Selected text
::::

Making WordPress.org

Opened 5 years ago

Closed 5 years ago

Last modified 4 years ago

#4753 closed enhancement (fixed)

Obfuscate profile links

Reported by: jonoaldersonwp's profile jonoaldersonwp Owned by:
Milestone: Priority: high
Component: Profiles Keywords: seo
Cc:

Description

Changing the way in which profile links output is part of broader approach to 'solving' spam profiles on wordpress.org. See https://www.jonoalderson.com/wordpress/wordpress-org-toxic-profile-spam/ for long-form research and rationale.

This part of the solution requires us to:

Change History (9)

#1 @Ipstenu
5 years ago

Would it be feasible to only disallow profiles that are blocked or flagged? We have the ability to mark an account as blocked, and logically that's the most common spammy profile we'll see.

Your example of profiles.wordpress.org/phathaiophunhuan/ is a banned account, so logically that should show ... nothing?

This ticket was mentioned in Slack in #forums by joyously. View the logs.


5 years ago

#3 @jonoaldersonwp
5 years ago

No, crawl prevention can only be handled via robots.txt, and it'd be impractical (and technically challenging) to adapt that dynamically based on bad profiles. I'm also not if/how sure this would be advantageous for us.

RE: banned accounts; as per my post, I expected some of the examples I highlighted to have been 'fixed' since I discovered them. See also, #4632

Last edited 4 years ago by SergeyBiryukov (previous) (diff)

#4 @dd32
5 years ago

I personally disagree with using something like /out/ as a redirect, however acknowledge that it's a easy way to deal with the years of spam links that we've accumulated that we're otherwise unable to detect.

As part of the other profiles changes, I've hidden the URL for banned accounts which helps a little bit.

::::

Dataset excerpts
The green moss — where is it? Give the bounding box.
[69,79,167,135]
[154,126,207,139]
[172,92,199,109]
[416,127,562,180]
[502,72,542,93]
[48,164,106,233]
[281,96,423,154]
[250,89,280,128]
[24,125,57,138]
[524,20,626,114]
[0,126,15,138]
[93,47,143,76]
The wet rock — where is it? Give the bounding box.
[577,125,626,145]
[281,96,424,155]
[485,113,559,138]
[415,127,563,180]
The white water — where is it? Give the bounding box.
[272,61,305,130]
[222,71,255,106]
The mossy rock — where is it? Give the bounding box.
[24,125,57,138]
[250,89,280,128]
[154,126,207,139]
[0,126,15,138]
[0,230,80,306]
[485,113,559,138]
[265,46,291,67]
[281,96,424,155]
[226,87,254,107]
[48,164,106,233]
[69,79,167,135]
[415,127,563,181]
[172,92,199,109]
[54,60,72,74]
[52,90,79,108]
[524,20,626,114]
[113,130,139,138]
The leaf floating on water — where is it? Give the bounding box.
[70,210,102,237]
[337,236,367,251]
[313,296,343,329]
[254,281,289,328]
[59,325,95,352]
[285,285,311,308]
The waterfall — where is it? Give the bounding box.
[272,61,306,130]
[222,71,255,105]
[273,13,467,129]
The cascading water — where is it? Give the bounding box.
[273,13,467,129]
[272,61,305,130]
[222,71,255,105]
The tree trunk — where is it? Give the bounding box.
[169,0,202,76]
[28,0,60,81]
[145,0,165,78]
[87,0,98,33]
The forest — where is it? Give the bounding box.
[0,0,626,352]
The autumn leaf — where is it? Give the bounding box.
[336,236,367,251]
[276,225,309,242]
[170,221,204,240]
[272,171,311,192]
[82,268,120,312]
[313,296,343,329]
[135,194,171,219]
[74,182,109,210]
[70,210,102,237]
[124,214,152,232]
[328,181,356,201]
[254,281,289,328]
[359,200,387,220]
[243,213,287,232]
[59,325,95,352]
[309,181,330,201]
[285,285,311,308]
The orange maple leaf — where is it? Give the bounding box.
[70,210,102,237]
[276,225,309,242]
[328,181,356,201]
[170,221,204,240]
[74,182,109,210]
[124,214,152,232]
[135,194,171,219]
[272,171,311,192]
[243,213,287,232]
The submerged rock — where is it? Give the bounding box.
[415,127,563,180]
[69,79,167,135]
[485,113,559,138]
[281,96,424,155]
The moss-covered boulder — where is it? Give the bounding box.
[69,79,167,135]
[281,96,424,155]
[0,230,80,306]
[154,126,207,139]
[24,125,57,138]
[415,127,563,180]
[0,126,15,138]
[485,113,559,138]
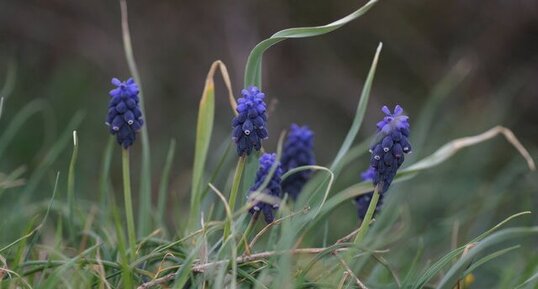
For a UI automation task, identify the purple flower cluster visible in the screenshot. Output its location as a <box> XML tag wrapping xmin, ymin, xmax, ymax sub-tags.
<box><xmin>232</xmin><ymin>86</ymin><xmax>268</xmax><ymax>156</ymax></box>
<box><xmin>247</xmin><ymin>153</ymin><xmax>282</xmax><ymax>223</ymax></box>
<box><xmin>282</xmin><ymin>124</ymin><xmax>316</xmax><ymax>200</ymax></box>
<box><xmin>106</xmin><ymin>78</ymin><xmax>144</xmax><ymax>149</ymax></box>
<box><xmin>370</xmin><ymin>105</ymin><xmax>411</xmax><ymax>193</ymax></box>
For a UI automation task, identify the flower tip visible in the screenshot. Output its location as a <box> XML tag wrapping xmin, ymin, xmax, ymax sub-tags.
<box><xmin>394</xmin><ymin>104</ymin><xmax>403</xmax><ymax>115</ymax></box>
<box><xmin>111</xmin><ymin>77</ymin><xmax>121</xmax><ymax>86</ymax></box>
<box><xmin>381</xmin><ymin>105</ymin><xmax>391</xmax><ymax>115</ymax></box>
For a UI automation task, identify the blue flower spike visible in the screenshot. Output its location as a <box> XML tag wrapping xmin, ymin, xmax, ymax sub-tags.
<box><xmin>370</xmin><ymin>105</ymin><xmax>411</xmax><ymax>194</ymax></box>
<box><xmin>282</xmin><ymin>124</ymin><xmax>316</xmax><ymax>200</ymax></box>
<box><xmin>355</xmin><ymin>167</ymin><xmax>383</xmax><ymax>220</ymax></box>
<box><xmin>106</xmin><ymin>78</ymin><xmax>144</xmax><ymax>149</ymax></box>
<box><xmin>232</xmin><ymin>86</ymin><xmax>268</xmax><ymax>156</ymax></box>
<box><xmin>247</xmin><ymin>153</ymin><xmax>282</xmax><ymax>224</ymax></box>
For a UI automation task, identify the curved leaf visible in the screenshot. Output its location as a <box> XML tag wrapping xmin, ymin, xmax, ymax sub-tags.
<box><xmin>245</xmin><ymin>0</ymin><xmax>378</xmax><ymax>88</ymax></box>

::::

Questions to answer
- 1) In the WordPress.org ticket, what priority is set for the profile links change?
- 2) What is the French translation of this sentence from the WordPress.org ticket: "As part of the other profiles changes, I've hidden the URL for banned accounts which helps a little bit."?
You can ignore the entries.

Answers provided
- 1) High.

- 2) Dans le cadre des autres modifications des profils, j'ai masqué l'URL des comptes bannis, ce qui aide un peu.